:: Work request ::
Which lines of the data contain the string "wooden"? Copy every one of them.

:: Provided information ::
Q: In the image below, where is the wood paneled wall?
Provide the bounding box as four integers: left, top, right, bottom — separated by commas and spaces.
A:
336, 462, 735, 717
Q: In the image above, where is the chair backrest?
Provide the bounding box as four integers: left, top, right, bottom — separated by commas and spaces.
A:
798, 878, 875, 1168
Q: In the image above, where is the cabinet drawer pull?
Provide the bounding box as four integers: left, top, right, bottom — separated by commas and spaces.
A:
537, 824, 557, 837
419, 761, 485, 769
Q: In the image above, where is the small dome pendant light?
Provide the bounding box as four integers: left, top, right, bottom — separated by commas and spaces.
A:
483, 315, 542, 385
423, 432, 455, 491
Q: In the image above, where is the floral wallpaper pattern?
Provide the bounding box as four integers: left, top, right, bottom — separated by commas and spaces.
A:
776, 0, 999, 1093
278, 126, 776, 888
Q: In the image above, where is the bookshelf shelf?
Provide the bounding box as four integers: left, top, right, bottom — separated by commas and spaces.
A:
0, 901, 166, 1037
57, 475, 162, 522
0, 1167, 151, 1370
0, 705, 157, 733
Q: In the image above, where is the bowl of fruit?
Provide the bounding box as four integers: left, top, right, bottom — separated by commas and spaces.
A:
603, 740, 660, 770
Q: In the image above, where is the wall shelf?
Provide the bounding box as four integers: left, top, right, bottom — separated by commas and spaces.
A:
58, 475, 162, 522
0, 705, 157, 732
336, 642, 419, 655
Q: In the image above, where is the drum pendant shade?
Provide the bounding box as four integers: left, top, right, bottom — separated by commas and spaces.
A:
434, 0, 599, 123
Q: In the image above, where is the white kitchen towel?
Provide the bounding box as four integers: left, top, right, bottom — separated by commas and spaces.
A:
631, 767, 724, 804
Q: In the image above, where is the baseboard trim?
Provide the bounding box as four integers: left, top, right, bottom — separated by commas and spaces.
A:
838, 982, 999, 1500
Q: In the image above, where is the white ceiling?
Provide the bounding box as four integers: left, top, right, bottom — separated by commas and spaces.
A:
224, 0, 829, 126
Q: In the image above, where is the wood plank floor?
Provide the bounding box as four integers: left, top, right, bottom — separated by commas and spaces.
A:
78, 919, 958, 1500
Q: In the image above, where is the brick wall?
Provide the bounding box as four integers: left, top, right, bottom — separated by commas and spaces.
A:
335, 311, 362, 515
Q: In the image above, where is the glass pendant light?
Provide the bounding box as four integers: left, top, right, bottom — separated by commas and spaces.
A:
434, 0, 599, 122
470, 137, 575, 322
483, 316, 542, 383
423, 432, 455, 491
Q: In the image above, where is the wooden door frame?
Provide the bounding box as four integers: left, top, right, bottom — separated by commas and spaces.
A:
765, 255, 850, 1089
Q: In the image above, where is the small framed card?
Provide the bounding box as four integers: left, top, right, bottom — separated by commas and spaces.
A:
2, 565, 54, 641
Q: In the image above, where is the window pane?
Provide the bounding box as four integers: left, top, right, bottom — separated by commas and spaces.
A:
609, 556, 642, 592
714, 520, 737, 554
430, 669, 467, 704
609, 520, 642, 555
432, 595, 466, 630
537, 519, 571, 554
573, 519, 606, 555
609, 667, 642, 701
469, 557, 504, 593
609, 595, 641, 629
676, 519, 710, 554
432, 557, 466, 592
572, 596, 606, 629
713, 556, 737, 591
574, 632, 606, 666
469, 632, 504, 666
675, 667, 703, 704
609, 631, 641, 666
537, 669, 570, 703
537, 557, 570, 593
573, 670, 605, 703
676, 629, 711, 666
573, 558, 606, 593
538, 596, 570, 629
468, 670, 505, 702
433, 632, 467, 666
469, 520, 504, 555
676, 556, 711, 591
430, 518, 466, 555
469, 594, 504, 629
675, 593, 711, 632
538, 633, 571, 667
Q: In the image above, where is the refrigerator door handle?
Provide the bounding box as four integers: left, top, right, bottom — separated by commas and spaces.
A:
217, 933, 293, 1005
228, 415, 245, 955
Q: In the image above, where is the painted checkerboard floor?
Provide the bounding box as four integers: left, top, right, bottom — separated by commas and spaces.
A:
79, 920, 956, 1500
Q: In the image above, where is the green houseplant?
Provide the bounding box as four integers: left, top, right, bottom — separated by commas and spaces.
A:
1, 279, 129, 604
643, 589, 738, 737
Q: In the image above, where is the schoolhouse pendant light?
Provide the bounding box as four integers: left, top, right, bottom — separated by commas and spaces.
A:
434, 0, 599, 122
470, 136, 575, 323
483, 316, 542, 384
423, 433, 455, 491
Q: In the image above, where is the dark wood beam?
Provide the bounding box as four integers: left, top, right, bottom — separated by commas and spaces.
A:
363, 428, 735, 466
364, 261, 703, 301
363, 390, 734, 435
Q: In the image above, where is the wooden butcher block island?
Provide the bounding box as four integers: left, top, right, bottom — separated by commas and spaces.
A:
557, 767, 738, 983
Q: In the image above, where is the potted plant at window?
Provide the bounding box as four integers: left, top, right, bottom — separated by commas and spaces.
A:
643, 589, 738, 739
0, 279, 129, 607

:: Task output ::
Q: In the image above, where is the wooden door frame?
Q: In the image above, where is the wooden butcher block island?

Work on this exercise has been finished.